■ Exercise brief
Rescale the entries from their start up to and including the line with "<point>302,165</point>": copy every line again, requests included, and multiply each answer coordinate by 1.7, rounding to whole numbers with halves rounded up while leaving the numbers in the requests and their sample formats unchanged. Leave out the pictures.

___ Data provided ___

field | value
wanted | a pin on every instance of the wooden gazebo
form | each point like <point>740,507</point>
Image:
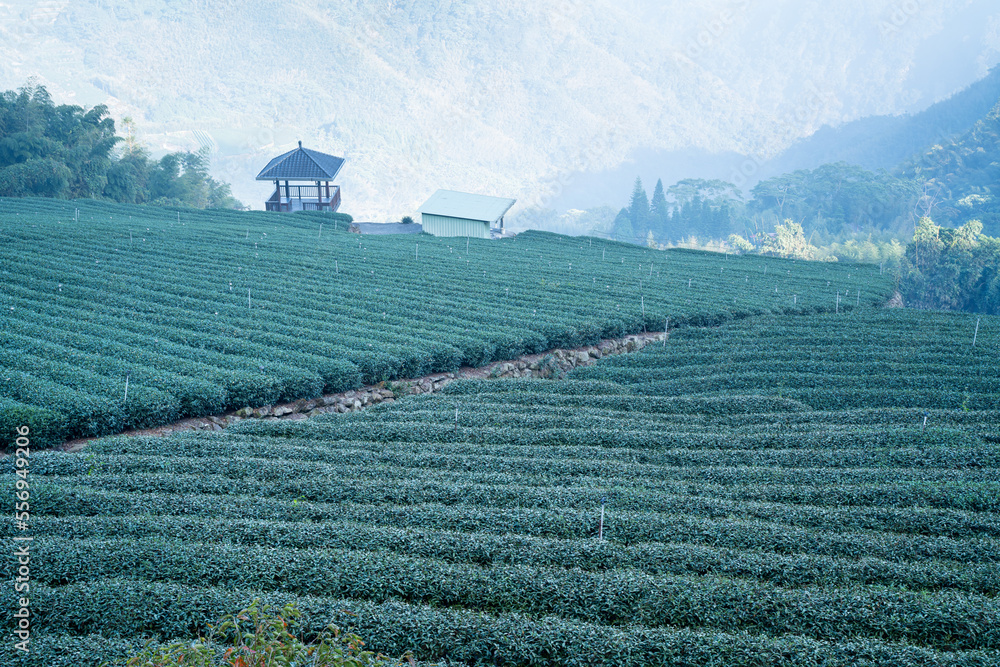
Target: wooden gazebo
<point>302,165</point>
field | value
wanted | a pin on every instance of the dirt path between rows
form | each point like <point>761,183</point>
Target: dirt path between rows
<point>553,363</point>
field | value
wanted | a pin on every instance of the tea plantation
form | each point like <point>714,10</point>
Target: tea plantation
<point>773,520</point>
<point>199,312</point>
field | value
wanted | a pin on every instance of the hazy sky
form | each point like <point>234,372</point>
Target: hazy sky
<point>509,97</point>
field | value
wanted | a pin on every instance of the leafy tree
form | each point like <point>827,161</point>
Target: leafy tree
<point>70,152</point>
<point>952,269</point>
<point>740,244</point>
<point>638,211</point>
<point>622,229</point>
<point>789,241</point>
<point>659,212</point>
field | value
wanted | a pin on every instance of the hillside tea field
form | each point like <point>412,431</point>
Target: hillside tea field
<point>201,312</point>
<point>743,525</point>
<point>886,358</point>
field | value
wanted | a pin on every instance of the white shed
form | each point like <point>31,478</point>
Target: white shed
<point>451,213</point>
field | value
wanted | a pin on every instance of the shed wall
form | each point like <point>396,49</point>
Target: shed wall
<point>440,225</point>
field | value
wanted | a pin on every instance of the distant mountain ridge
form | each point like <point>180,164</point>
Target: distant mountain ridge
<point>504,97</point>
<point>883,142</point>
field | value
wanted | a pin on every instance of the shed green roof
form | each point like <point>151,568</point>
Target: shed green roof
<point>452,204</point>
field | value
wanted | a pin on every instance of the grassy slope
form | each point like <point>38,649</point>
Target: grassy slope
<point>740,526</point>
<point>208,311</point>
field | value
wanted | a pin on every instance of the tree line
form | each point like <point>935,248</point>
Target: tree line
<point>68,152</point>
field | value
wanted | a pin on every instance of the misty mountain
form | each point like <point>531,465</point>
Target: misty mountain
<point>507,97</point>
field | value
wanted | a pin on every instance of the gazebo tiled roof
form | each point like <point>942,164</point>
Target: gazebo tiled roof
<point>302,164</point>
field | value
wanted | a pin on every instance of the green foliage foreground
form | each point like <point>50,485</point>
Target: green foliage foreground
<point>260,637</point>
<point>791,490</point>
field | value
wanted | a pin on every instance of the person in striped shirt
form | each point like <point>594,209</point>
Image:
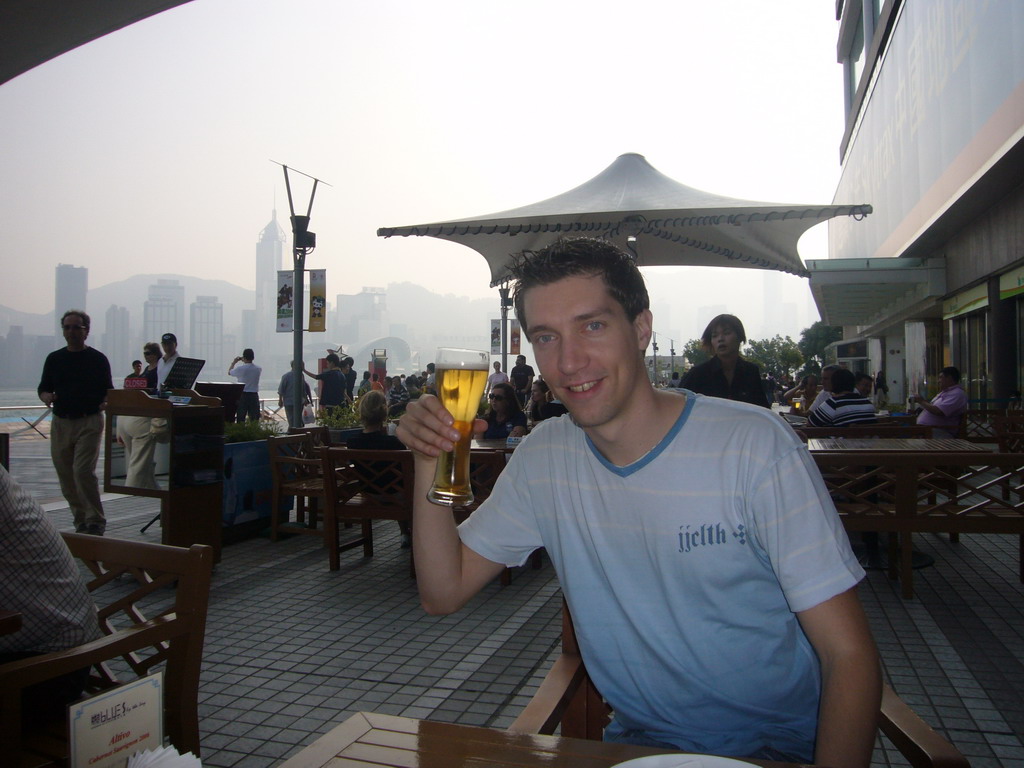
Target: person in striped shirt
<point>845,406</point>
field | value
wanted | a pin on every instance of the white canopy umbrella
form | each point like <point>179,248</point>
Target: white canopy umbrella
<point>662,221</point>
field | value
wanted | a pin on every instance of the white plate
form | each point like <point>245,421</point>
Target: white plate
<point>682,761</point>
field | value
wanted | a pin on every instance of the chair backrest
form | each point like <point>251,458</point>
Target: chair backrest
<point>567,699</point>
<point>293,457</point>
<point>321,435</point>
<point>1010,432</point>
<point>154,617</point>
<point>376,483</point>
<point>865,430</point>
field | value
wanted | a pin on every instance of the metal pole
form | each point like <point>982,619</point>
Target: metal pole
<point>504,291</point>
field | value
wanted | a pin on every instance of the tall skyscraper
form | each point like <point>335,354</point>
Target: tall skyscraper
<point>269,258</point>
<point>165,311</point>
<point>206,334</point>
<point>72,287</point>
<point>117,342</point>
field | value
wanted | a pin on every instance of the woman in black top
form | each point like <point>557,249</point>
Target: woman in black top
<point>726,375</point>
<point>505,417</point>
<point>373,414</point>
<point>541,404</point>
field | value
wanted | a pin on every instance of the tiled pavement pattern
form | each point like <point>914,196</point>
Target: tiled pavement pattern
<point>292,649</point>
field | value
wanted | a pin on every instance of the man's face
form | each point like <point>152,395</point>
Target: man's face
<point>75,331</point>
<point>587,349</point>
<point>724,342</point>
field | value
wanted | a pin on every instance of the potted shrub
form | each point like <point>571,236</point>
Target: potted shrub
<point>248,482</point>
<point>343,422</point>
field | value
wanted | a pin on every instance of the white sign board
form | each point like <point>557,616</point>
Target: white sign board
<point>112,726</point>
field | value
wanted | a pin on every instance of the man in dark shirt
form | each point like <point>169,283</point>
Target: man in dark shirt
<point>333,383</point>
<point>521,377</point>
<point>74,383</point>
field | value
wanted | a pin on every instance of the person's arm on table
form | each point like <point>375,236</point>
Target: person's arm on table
<point>448,572</point>
<point>851,681</point>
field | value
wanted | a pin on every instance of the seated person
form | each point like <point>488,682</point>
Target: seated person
<point>806,388</point>
<point>40,580</point>
<point>863,383</point>
<point>844,406</point>
<point>373,415</point>
<point>944,412</point>
<point>505,418</point>
<point>542,404</point>
<point>709,577</point>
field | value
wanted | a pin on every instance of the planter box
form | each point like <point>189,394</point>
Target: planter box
<point>340,436</point>
<point>248,485</point>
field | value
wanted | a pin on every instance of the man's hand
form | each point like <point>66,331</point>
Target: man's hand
<point>426,428</point>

___

■ Correct response
field | value
wanted | a pin on every instance of the wooden gazebo
form | each point like <point>740,507</point>
Image:
Target: wooden gazebo
<point>513,281</point>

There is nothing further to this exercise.